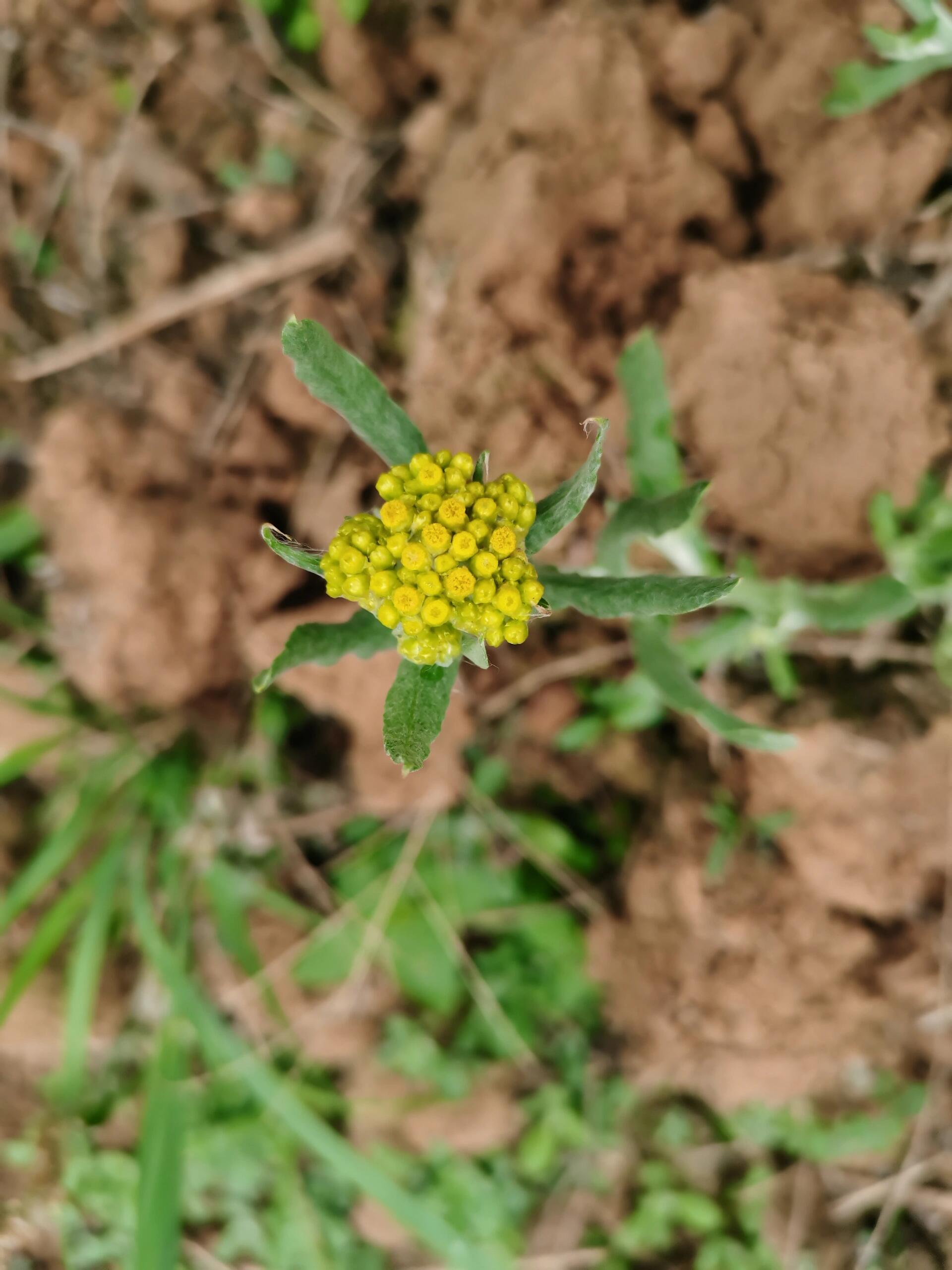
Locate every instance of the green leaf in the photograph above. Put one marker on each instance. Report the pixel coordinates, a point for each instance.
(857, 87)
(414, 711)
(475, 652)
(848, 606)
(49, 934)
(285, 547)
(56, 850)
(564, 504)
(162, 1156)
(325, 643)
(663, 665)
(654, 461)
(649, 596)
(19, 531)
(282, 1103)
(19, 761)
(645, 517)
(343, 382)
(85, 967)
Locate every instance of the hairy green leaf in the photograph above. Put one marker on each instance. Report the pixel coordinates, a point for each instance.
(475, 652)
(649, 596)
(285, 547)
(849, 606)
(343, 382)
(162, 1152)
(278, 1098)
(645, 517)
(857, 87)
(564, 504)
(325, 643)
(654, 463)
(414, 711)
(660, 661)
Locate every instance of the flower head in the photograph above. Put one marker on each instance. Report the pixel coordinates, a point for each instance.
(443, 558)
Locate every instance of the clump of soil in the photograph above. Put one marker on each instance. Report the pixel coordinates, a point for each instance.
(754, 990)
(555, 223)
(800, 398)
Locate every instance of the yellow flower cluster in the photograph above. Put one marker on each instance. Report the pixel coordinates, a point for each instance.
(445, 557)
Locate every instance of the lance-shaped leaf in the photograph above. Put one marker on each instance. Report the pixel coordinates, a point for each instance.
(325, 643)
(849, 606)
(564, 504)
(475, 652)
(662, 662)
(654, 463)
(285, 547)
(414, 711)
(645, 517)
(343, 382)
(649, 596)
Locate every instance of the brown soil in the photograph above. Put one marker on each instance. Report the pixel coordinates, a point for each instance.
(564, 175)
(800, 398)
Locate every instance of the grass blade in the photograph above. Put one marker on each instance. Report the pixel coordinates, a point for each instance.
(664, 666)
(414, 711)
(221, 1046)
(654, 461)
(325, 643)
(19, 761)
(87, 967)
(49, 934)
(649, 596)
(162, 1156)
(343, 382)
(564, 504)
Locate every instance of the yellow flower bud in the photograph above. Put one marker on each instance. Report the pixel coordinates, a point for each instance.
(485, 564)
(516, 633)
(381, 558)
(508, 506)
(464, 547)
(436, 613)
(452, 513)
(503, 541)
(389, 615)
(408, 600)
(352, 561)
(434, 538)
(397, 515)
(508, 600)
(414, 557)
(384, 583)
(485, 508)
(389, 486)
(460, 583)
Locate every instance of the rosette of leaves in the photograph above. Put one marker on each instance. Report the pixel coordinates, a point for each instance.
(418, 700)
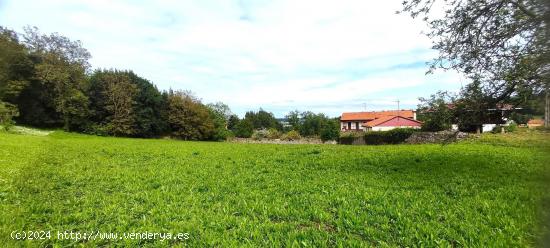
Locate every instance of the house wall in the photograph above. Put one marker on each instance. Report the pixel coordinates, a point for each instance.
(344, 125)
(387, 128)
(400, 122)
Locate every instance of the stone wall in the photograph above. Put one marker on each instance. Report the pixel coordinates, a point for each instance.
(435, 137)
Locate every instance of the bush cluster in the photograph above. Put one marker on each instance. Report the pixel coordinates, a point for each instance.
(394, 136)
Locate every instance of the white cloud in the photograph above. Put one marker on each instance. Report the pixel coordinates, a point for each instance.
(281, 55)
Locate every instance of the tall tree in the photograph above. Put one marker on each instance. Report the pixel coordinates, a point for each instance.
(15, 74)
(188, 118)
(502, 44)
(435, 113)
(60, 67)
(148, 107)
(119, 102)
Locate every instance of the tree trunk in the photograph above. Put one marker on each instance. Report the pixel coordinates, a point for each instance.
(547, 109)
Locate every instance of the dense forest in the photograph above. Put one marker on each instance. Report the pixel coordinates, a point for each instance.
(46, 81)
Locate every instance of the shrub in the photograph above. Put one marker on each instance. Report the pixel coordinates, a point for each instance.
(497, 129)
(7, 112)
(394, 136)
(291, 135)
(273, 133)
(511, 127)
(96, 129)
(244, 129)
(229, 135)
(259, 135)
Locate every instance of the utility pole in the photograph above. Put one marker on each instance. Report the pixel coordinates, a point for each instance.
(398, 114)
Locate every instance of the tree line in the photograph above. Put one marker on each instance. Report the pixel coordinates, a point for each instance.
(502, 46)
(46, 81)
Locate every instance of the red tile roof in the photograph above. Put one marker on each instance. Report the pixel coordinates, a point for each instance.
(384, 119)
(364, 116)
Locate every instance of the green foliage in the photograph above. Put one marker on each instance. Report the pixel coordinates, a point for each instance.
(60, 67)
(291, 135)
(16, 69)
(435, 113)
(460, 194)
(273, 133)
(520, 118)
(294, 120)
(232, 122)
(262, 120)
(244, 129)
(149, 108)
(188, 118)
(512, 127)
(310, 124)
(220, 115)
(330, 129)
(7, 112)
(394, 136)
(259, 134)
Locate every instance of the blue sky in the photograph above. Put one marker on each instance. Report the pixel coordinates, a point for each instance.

====

(SET PROBLEM) Quote the preceding records in their entirety, excluding every picture.

(COMPLETE RESPONSE)
Locate every instance of the green leaf in the photograph above. Put one marker on each instance. Report the pixel coordinates, a point for each instance.
(857, 87)
(414, 711)
(475, 652)
(848, 606)
(49, 934)
(285, 547)
(56, 850)
(564, 504)
(162, 1156)
(325, 643)
(663, 665)
(654, 461)
(649, 596)
(19, 531)
(282, 1103)
(19, 761)
(645, 517)
(343, 382)
(85, 967)
Locate every instance of the hairy green leaf in the photograph above. Put one marker on each instance. Report the pixel coordinates, a point for each instance.
(475, 652)
(649, 596)
(285, 547)
(849, 606)
(343, 382)
(162, 1152)
(278, 1098)
(645, 517)
(857, 87)
(564, 504)
(325, 643)
(654, 463)
(414, 711)
(660, 661)
Locate every instance of the flower head in the photograph above. Put one marker on each instance. Report the pixel coordinates, a point for each instance.
(443, 558)
Locate every instance of the clump of soil in the photograph above. Put one marker on each instance. Report the pixel coordinates, a point for each instance.
(754, 990)
(555, 223)
(800, 398)
Locate every instance of the yellow flower cluster in the photograph above. Put one marker on each instance. Report the pixel coordinates, a point for each instance.
(445, 557)
Locate every instance of the lance-shaped leaf in the photograph above. Put one marker on each instance. Report the pixel coordinates, a point for each instance.
(325, 643)
(849, 606)
(564, 504)
(475, 652)
(662, 662)
(654, 463)
(285, 547)
(414, 711)
(645, 517)
(343, 382)
(649, 596)
Locate every instance of the brown soil in the photograph above. Put one marker on each instance. Report the pixel coordinates, a point for each instance.
(564, 175)
(800, 398)
Locate every instance of the grass blade in the photograph above. Put one marker on each instance. Report the pixel coordinates, a point for each instance.
(664, 666)
(414, 711)
(221, 1046)
(654, 461)
(325, 643)
(19, 761)
(87, 967)
(49, 934)
(649, 596)
(162, 1156)
(343, 382)
(564, 504)
Locate every instance of the yellow flower bud in the photograph above. Put one marker on each instance. Report the pixel coordinates, a point for each instance.
(485, 564)
(516, 633)
(381, 558)
(508, 506)
(464, 547)
(436, 613)
(452, 513)
(503, 541)
(389, 615)
(408, 600)
(352, 561)
(434, 538)
(397, 515)
(508, 600)
(414, 557)
(384, 583)
(485, 508)
(389, 486)
(460, 583)
Locate every instance of the rosette of leaves in the photograph above. Put one marker on each instance. Report the pixel coordinates, a point for each instance.
(418, 700)
Locate every instance of the house wall in the photograph above. Put one marker on each instance. Report the pixel coordinates, a point for each instance.
(344, 125)
(387, 128)
(400, 122)
Locate every instance of the stone wall in the photograph above. Put one marker on each instance. Report the pixel coordinates, a point for each instance.
(435, 137)
Locate every instance of the bush cluster in the photograph above. Put one marker on each instance. Report the pixel coordinates, a point for each instance.
(394, 136)
Locate every instance of the white cloud in the photograph above. Put one marker on each instance. Report the pixel coordinates, a point for each instance.
(281, 55)
Locate every instance of the tall tree in the photograph above. Put one marker on each instance. Report the pixel coordinates, a point for each instance.
(15, 74)
(188, 118)
(502, 44)
(435, 113)
(60, 67)
(148, 107)
(119, 102)
Locate every instance of the tree trunk in the photograph above. Put one marker on each instance. Report the pixel coordinates, a point for each instance.
(547, 109)
Locate every instance of the dense forest in the photograph above. Put one marker on each instance. Report the pixel coordinates, a point for each instance.
(46, 81)
Locate every instance of the shrub in the photograph above. Put one marker on each instance. Report the pixel coordinates, a point for each instance.
(497, 129)
(7, 112)
(394, 136)
(291, 135)
(273, 133)
(511, 127)
(96, 129)
(244, 129)
(229, 135)
(259, 135)
Locate every instance of the utility pole in the photograph above. Put one marker on each instance. Report the pixel coordinates, a point for each instance.
(398, 114)
Locate every instance of the tree line in the photograph above. Put one marker on each instance. Report the pixel coordinates, a point for each instance.
(502, 46)
(46, 81)
Locate every instance of the red tile roof in the photograph above. Put one marker on each instance. Report the pixel coordinates, a point for each instance.
(384, 119)
(364, 116)
Locate every instance of the green foliage in the photograph above. Put one marker on each instance. Report the pixel coordinates, a point for each instance.
(60, 67)
(291, 135)
(16, 69)
(435, 113)
(460, 194)
(273, 133)
(520, 118)
(294, 120)
(232, 122)
(262, 120)
(244, 129)
(149, 108)
(188, 118)
(512, 127)
(310, 124)
(220, 115)
(330, 129)
(7, 112)
(394, 136)
(259, 134)
Locate every instance of the blue sky in the photograph above. Put one marker on each instance. Report the pixel coordinates, a point for each instance.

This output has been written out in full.